抜粋文では、ハードディスクの衰退をさらに早めるものとして何が挙げられているか答えてください。
===== 抜粋文 =====
次にクラウド化の犠牲となる製品:ハードディスクドライブ
ジェレミー・ワーナー(ストレージビジネスユニット担当バイスプレジデント兼ゼネラルマネージャー)
非常に大容量で低コストのソリッドステートドライブ(SSD)が、ハードディスクの衰退をさらに早めるでしょう。SSDパフォーマンスの上昇過程は、CPUのパフォーマンスカーブを上回っています。ですから、「優れたフラッシュドライブの性能を最大限活用するにはどうすればよいか?」という質問が浮かぶのも当然でしょう。大部分の企業ではまず、フラッシュドライブの性能をより多くのシステムで共有することで、パフォーマンス稼働率の向上を目指します。しかし、ドライブを共有するシステムが多くなればなるほど、ドライブに要求される容量の要件が高まり、その結果大容量のドライブに対する需要が高まります。高い性能を誇るNVMe-over-fabric(NVMe-oF)の共有ストレージがクラウドやコンポーザブルなインフラにおいて主流になりつつあるため、大容量で低コストのSSDに対する需要は一層高まると予想されます。ハードディスクをフラッシュドライブで置き換えることで全般的な総所有コストが節約できるため、多くの使用事例では共有ハードディスクがSSDで置き換えられるでしょう。
===== 確認用データ =====
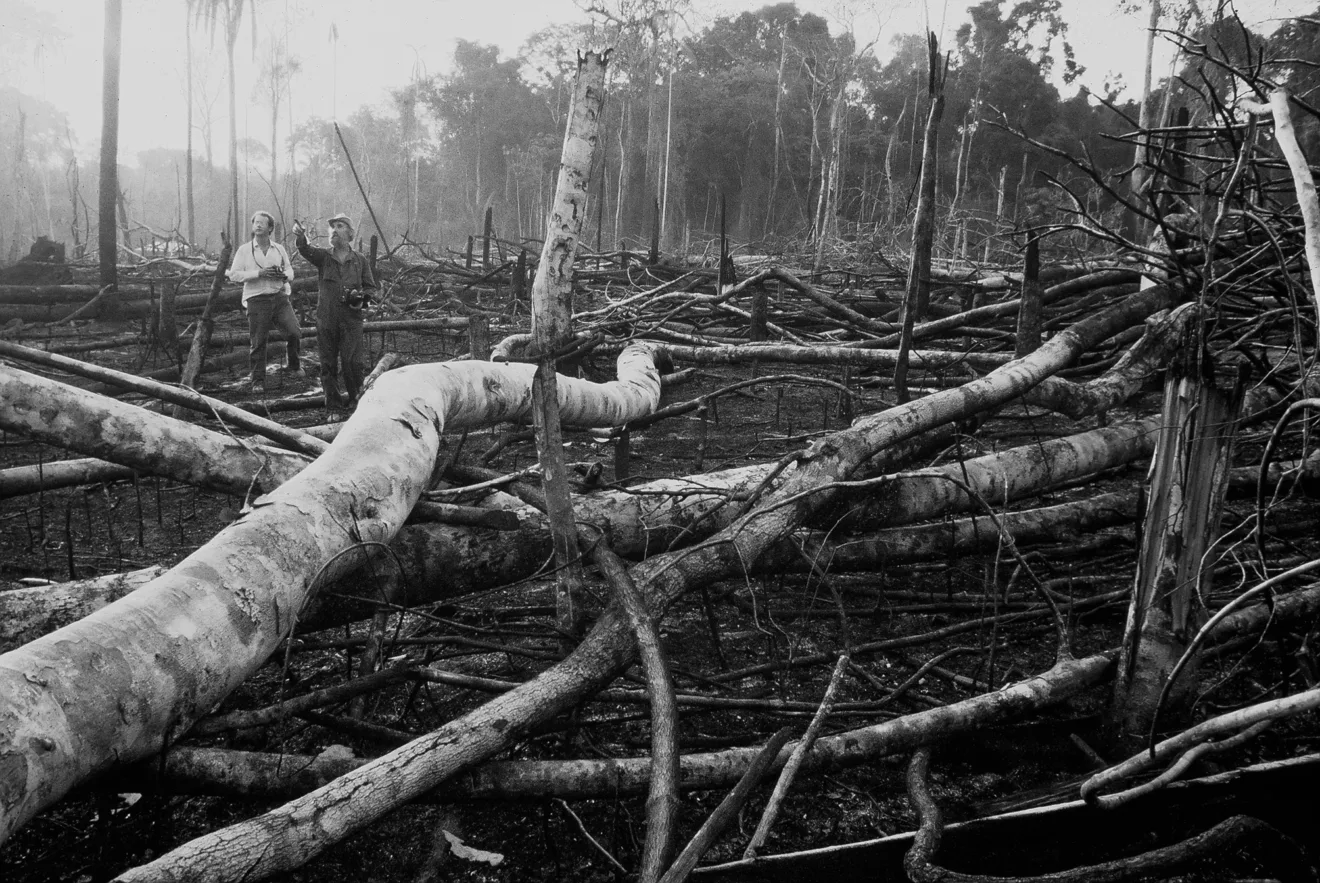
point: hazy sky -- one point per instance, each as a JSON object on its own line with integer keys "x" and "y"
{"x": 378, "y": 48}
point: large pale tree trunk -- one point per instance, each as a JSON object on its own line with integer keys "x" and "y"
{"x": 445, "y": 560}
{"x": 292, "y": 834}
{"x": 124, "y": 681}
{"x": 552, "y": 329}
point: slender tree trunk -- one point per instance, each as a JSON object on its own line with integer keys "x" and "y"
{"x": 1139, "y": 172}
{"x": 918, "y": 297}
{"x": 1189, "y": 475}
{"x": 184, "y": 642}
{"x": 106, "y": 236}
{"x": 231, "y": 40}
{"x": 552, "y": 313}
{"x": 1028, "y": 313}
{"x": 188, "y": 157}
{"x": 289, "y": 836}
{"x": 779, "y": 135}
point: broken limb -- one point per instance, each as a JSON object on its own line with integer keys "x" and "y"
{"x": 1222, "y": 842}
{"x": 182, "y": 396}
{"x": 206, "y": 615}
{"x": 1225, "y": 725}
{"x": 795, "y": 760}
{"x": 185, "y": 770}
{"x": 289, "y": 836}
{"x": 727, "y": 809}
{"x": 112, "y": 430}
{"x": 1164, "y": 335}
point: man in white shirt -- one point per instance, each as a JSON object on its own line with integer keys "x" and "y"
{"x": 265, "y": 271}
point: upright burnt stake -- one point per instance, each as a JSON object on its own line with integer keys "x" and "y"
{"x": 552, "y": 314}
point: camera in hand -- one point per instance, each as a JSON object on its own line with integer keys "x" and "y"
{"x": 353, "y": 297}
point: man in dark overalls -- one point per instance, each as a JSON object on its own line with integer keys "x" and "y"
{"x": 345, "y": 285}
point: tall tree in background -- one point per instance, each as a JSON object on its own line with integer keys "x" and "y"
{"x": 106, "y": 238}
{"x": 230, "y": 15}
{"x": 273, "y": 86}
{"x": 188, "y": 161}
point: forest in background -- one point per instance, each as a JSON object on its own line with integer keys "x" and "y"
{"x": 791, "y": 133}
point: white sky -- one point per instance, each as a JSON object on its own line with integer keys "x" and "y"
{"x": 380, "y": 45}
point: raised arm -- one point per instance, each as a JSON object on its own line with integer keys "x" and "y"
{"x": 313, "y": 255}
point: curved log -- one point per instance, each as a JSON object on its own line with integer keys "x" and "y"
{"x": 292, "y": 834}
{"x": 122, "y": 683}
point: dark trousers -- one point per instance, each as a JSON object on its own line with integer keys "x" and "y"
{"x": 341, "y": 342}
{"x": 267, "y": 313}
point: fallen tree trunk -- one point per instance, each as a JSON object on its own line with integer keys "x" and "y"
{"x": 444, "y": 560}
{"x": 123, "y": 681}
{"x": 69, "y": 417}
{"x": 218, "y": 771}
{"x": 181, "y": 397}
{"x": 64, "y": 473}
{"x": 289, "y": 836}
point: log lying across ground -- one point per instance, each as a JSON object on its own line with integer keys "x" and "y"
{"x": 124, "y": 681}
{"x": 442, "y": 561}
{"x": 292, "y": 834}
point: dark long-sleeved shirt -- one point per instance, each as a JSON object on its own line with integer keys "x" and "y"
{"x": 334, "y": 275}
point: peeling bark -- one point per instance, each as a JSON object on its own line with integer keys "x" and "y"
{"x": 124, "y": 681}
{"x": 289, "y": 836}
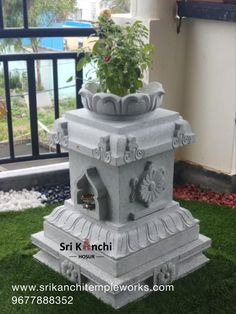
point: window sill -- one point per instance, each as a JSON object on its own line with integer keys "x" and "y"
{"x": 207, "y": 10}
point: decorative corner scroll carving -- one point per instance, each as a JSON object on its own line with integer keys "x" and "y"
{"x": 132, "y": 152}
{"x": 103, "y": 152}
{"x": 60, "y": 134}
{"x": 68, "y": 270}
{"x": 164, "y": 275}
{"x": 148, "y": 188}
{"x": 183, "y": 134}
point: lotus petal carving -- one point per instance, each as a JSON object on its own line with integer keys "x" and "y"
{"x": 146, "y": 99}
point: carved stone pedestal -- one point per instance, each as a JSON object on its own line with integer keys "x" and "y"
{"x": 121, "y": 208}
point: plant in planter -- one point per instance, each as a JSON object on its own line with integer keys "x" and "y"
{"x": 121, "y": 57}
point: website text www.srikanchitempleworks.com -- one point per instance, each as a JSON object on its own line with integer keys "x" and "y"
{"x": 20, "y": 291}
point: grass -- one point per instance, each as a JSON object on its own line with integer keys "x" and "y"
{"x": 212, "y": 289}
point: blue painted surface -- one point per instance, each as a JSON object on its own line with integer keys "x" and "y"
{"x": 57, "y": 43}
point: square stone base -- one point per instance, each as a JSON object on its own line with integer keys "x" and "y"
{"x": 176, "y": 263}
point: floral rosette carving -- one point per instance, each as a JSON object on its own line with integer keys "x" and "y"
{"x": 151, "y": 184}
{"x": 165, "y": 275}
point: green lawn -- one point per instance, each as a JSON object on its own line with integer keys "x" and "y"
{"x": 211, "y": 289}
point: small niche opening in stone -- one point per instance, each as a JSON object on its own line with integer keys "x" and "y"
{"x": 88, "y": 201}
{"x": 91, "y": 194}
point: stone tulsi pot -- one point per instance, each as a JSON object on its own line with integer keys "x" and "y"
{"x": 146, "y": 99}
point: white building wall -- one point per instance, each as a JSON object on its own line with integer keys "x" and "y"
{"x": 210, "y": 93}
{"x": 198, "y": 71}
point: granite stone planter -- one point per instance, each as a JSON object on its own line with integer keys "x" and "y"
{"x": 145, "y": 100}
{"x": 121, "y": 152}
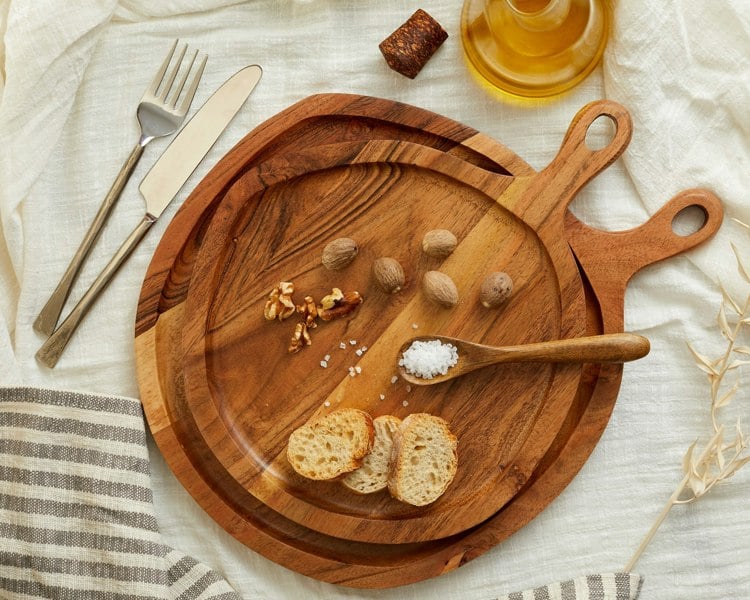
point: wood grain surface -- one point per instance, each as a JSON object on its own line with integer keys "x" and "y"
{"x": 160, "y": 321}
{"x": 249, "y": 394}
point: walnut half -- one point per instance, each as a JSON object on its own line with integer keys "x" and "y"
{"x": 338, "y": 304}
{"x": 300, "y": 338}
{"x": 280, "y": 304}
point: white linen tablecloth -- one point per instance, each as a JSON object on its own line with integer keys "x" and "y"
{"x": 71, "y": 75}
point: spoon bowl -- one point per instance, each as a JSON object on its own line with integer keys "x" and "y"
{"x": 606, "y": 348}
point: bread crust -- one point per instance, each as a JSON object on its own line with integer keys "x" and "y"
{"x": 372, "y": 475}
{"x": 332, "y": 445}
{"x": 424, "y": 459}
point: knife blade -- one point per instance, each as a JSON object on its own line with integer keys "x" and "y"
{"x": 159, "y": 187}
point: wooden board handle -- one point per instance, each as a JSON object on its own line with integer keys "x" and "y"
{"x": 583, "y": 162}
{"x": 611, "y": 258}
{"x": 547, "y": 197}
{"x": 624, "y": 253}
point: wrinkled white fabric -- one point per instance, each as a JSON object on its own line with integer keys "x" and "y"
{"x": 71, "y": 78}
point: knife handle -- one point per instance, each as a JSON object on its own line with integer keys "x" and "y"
=====
- [解答]
非常に大容量で低コストのソリッドステートドライブ(SSD)です。